Task item =>
Your answer should be the lines below from the one holding "[(340, 459), (83, 691), (332, 905), (513, 769), (580, 503)]" through the one holding "Give the outline", copied exactly and with nothing else.

*** Block opens ***

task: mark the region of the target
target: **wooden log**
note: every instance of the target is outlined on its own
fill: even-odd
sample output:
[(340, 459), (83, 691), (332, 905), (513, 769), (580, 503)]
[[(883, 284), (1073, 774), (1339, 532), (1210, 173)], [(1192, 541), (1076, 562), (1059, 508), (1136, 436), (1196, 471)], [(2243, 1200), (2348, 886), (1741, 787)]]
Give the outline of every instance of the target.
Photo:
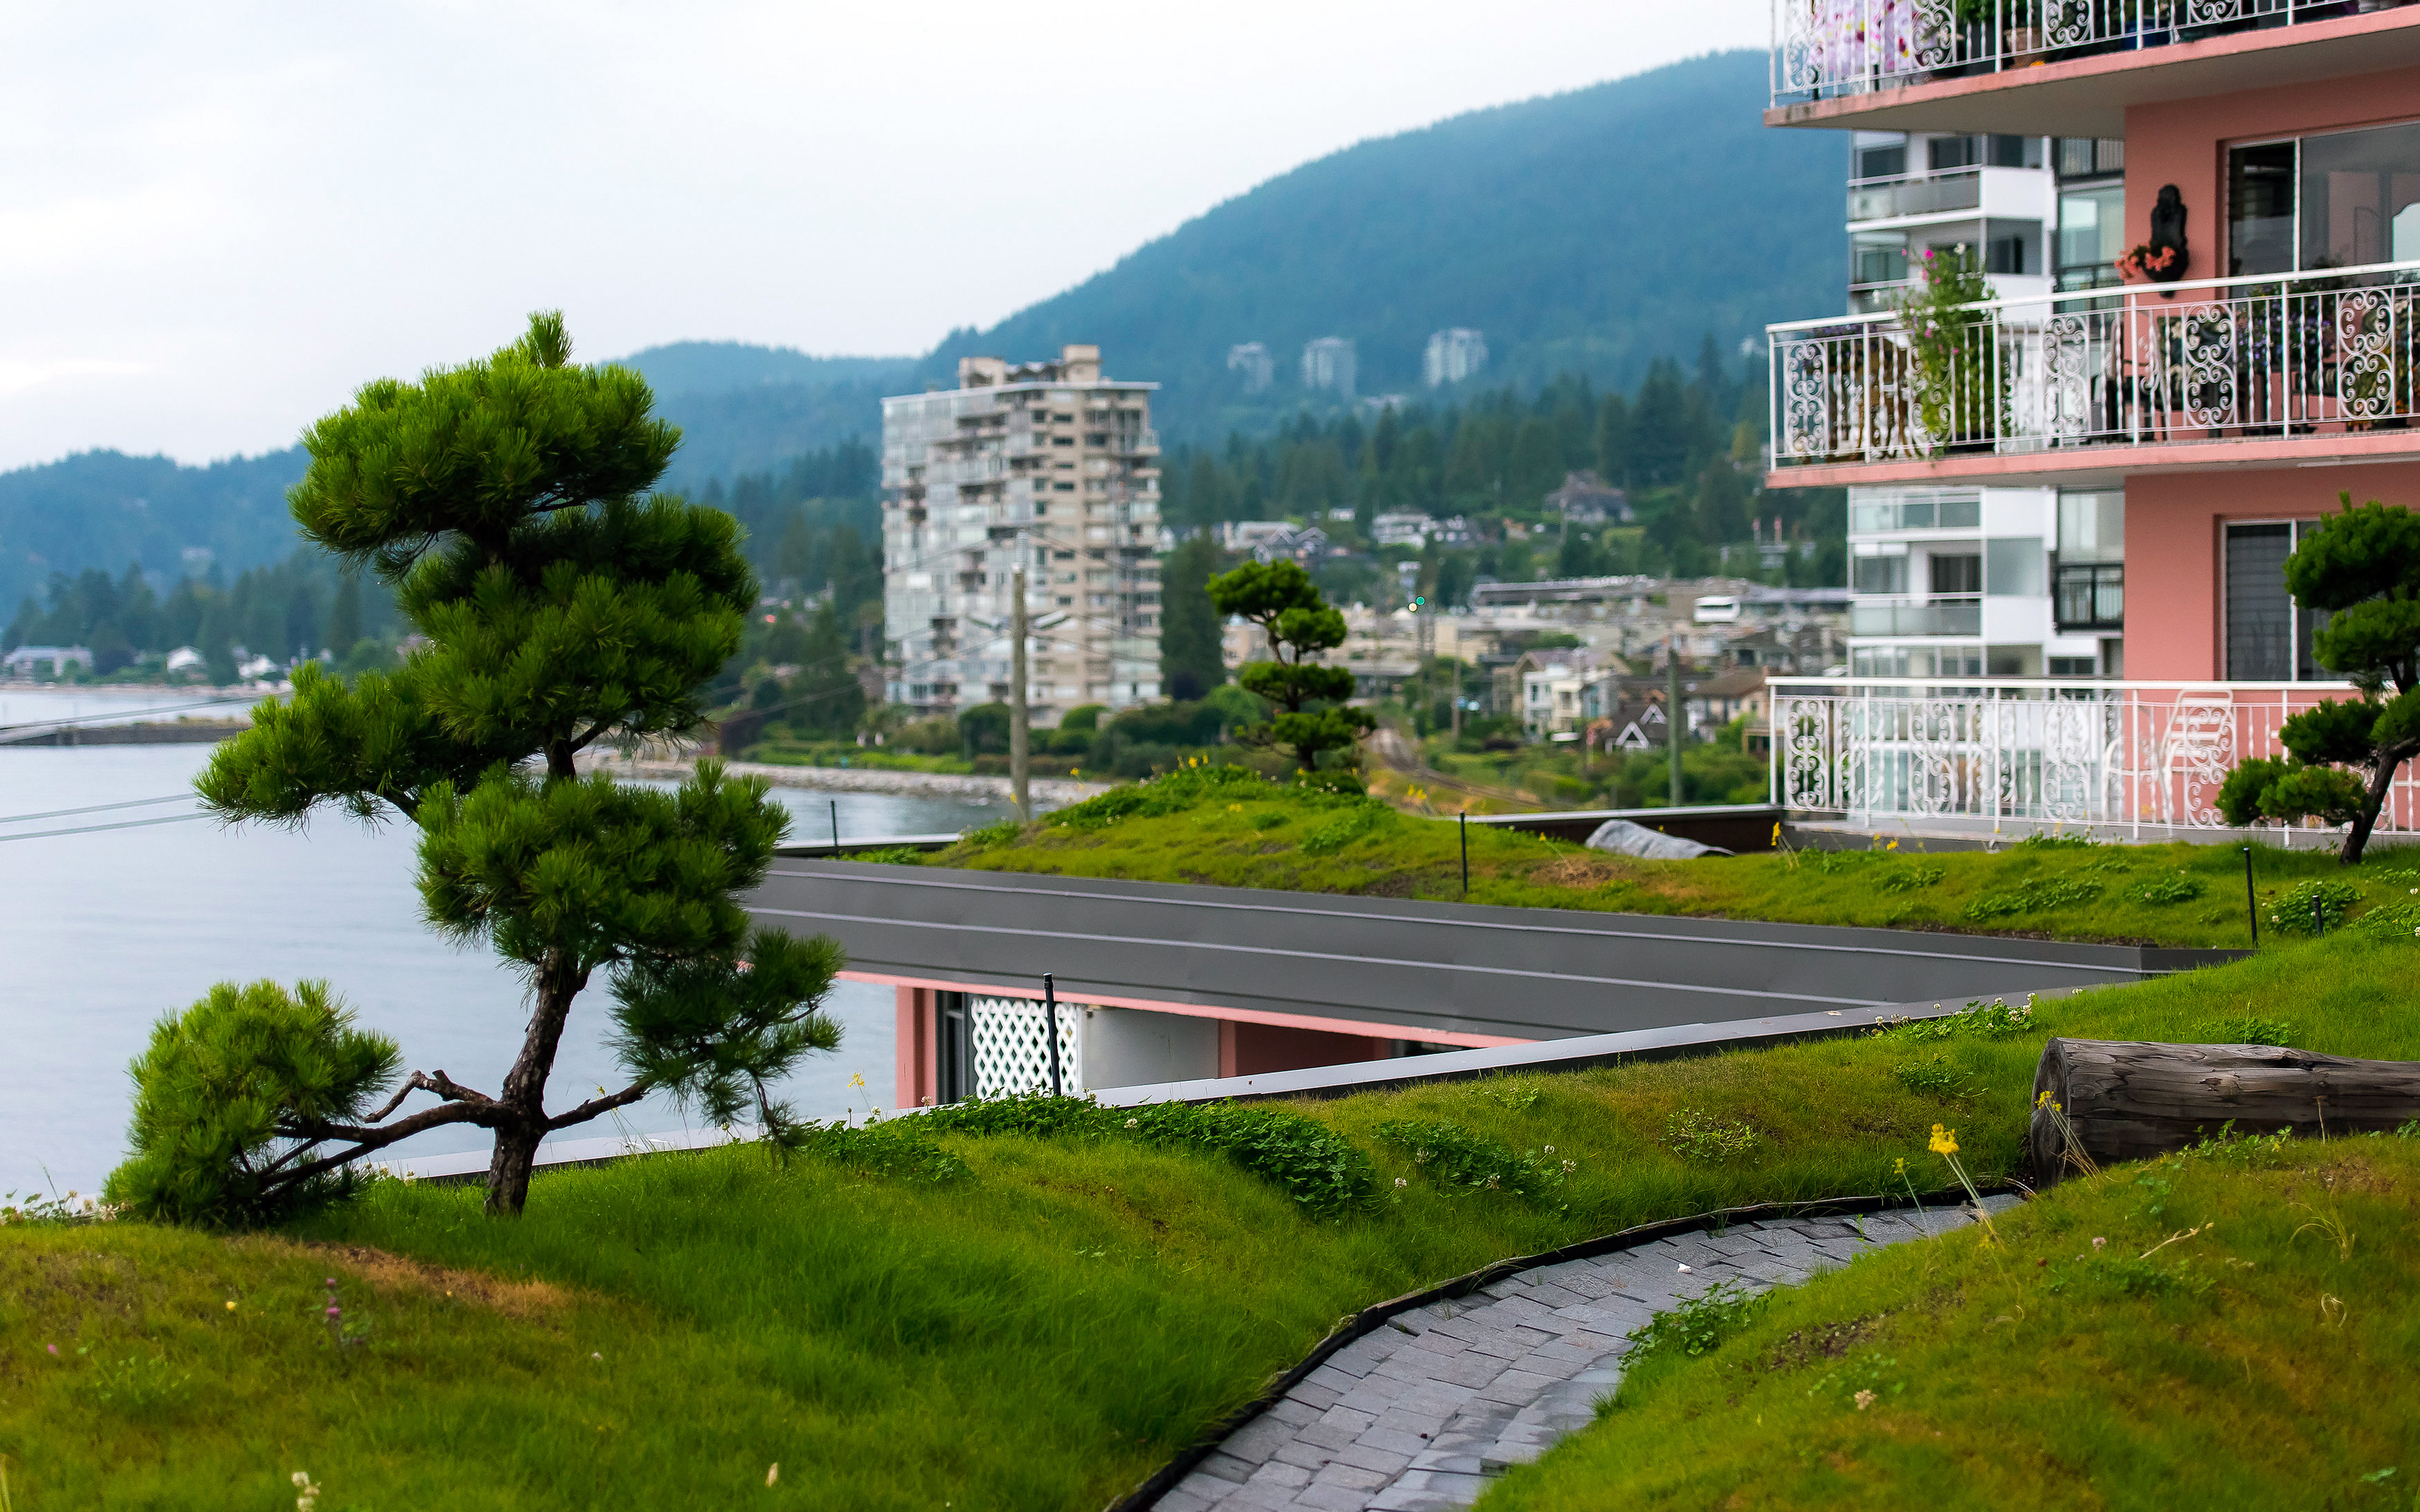
[[(2056, 1109), (2043, 1103), (2042, 1094)], [(2239, 1134), (2361, 1134), (2420, 1119), (2420, 1061), (2350, 1060), (2282, 1045), (2054, 1039), (2034, 1070), (2035, 1179)], [(2060, 1125), (2064, 1121), (2066, 1128)], [(2072, 1145), (2071, 1146), (2071, 1140)]]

*** Block closes ***

Exercise answer =>
[(340, 459), (83, 691), (332, 905), (513, 769), (580, 503)]
[[(883, 284), (1073, 774), (1339, 532), (1210, 173)], [(1192, 541), (1076, 562), (1059, 508), (1136, 436), (1196, 471)], [(2243, 1200), (2348, 886), (1741, 787)]]
Give the outline of every instance of the target.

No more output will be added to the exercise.